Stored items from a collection
══════════════════════════════

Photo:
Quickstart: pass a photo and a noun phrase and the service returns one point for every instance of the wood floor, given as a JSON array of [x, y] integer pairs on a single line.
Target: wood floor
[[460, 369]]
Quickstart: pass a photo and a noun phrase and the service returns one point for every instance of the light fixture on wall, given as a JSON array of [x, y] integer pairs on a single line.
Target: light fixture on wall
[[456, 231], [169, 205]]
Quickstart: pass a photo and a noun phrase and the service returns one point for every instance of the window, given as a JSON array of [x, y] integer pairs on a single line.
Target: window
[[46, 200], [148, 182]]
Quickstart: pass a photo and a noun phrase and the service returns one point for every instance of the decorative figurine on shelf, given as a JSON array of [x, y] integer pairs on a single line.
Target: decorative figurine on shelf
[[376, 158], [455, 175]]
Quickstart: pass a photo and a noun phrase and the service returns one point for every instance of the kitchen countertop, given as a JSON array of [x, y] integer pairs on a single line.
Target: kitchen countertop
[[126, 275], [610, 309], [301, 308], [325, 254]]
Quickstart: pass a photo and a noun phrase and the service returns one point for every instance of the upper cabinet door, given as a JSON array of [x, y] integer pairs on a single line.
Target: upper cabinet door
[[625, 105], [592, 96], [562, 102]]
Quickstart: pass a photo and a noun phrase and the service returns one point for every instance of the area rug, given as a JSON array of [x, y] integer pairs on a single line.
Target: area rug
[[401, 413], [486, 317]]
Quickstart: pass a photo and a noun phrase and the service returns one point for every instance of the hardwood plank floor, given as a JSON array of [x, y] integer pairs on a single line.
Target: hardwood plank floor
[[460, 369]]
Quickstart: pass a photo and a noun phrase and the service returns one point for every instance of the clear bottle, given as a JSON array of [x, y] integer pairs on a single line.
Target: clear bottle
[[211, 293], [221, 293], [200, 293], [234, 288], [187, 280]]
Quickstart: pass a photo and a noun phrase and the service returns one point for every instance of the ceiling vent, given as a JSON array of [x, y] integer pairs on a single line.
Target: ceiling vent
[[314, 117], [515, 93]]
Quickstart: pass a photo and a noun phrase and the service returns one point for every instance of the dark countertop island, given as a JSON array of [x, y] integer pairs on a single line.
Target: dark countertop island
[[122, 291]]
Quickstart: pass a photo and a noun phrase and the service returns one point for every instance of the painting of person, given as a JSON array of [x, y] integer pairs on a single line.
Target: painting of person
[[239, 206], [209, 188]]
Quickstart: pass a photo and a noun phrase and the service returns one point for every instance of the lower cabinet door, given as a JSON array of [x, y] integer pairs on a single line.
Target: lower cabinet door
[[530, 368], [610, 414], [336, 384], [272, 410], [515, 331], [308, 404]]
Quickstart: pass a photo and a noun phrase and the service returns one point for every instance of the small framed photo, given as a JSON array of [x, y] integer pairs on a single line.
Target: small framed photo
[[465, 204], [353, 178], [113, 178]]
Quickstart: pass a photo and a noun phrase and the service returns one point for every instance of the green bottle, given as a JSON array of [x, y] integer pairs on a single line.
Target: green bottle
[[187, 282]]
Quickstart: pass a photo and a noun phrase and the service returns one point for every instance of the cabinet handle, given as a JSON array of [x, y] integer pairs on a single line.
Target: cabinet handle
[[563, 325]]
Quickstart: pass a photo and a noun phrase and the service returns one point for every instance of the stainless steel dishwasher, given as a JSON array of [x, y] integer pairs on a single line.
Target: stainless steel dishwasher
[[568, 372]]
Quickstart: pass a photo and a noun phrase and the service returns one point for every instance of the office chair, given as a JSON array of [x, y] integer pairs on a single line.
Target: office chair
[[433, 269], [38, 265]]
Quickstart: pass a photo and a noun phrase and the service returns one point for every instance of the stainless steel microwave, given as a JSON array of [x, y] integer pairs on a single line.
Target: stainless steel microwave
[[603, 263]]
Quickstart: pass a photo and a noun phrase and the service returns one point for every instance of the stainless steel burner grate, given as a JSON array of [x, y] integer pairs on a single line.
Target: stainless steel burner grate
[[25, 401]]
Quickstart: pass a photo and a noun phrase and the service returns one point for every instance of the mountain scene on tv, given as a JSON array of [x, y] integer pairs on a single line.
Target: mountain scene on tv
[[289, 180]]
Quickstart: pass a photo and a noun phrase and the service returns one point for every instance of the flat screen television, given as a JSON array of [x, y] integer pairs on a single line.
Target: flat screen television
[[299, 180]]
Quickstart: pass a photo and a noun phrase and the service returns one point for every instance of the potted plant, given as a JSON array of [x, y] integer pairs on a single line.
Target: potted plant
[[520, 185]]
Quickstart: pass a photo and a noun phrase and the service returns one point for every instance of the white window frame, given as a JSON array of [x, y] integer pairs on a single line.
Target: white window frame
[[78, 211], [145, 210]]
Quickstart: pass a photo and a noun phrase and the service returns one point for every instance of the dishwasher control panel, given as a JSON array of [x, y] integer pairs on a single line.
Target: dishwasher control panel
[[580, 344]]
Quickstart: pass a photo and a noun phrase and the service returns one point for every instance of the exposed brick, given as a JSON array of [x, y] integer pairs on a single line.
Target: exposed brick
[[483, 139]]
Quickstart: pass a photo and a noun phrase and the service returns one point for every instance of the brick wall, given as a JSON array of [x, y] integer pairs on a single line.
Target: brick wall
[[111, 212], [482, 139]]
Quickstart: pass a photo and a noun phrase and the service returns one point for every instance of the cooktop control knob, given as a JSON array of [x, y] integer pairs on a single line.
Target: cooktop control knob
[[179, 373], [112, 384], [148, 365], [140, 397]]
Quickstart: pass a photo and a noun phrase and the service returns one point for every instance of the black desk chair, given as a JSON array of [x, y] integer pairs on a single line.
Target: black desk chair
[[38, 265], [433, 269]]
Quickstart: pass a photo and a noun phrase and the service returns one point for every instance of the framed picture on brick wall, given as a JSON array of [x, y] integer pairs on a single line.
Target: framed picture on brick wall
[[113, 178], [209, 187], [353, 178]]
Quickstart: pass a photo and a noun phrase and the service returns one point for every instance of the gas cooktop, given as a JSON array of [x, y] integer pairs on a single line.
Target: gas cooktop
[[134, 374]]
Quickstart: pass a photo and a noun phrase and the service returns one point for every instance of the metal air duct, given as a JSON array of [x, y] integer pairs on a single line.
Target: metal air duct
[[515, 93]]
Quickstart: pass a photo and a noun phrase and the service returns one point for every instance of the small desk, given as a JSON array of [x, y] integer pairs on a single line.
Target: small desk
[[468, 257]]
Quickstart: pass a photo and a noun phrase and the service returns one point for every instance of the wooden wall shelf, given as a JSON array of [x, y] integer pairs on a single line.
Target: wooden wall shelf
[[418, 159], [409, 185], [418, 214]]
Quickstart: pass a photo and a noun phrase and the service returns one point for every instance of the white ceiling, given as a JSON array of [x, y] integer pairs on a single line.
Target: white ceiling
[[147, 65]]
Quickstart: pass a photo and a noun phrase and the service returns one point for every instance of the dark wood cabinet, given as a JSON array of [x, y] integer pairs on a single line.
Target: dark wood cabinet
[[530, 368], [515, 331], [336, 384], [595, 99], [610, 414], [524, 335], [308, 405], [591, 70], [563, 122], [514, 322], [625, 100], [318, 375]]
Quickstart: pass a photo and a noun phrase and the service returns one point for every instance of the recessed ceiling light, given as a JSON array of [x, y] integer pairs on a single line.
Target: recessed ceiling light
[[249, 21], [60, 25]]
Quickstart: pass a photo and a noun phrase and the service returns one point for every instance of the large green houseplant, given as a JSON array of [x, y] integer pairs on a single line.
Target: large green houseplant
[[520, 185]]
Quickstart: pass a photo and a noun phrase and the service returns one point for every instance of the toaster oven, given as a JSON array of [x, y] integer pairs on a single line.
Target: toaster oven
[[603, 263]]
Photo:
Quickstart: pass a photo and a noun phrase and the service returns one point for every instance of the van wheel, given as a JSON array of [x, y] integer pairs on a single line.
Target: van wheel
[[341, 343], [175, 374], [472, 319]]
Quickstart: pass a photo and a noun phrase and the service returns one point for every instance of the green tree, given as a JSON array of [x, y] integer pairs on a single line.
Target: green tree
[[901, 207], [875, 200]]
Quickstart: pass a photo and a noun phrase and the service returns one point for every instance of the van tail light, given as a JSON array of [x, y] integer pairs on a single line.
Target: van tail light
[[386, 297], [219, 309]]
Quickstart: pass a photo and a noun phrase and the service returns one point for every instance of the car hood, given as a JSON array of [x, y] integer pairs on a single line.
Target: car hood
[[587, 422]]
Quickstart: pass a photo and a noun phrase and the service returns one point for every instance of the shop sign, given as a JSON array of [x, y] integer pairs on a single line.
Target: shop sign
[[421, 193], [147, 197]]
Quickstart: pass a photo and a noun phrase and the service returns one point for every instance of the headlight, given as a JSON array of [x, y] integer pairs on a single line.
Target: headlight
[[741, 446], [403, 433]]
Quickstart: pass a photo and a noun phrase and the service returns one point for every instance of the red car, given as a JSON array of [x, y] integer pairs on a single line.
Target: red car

══════════════════════════════

### Problem details
Rewrite the lines from the line with "of the potted" up to and including the line with "[[134, 374]]", replacing "Target" with "Object" and leaving everything else unchanged.

### Answer below
Quickstart: pass a photo and a noun phrase and the service returns one point for every instance of the potted plant, given as a JSON array of [x, y] integer pairs on a single line.
Object: potted plant
[[520, 185]]
Quickstart: pass a photo and a noun phrase and the service returns one point for every instance of the white window frame, given as a JSON array of [x, y] integer pairs on a single line.
Object: white window frame
[[78, 211], [145, 210]]
Quickstart: pass a photo and a noun phrase and the service returns one point for every instance of the dishwasher control panel, given as a JSON array of [x, y] integer pairs on a single line.
Object: dishwasher control panel
[[580, 344]]
Quickstart: pass a photo and a noun phrase and the service returns one point for every instance of the exposed brick, given as a JSON array of [x, y] integer pairs on a single line.
Object: exposed brick
[[483, 139]]
Quickstart: pass a photo and a noun phrase and the service returns one point for every instance of the brick wall, given as a JSON array of [x, y] integer pairs on a single line.
Object: brick wall
[[111, 212], [482, 139]]
Quickstart: pass a photo and a noun phrase and the service returns one point for every instance of the cooktop control knob, given as a JSON array of [x, y] integer pairs on a single line.
Object: cooktop control knob
[[179, 373], [112, 384], [148, 365], [140, 397]]
Quickstart: pass a photo and a noun phrase and the service returns one point for every instance of the black desk chair, given as a JSON array of [x, y] integer pairs on a single line.
Object: black desk chair
[[38, 265], [433, 269]]
Quickstart: pass a photo and a noun phrase and the service returns one point for every instance of the framed picture on brick wall, given as a JSON array of [x, y] integer pairs on a single line.
Object: framed picture on brick wall
[[113, 178], [209, 187], [353, 178]]
Quickstart: pass a photo and a noun phrase and the service returns one point for every instance of the gas cooktop, given as a JSON array of [x, y] integer pairs on a single line.
Object: gas cooktop
[[134, 374]]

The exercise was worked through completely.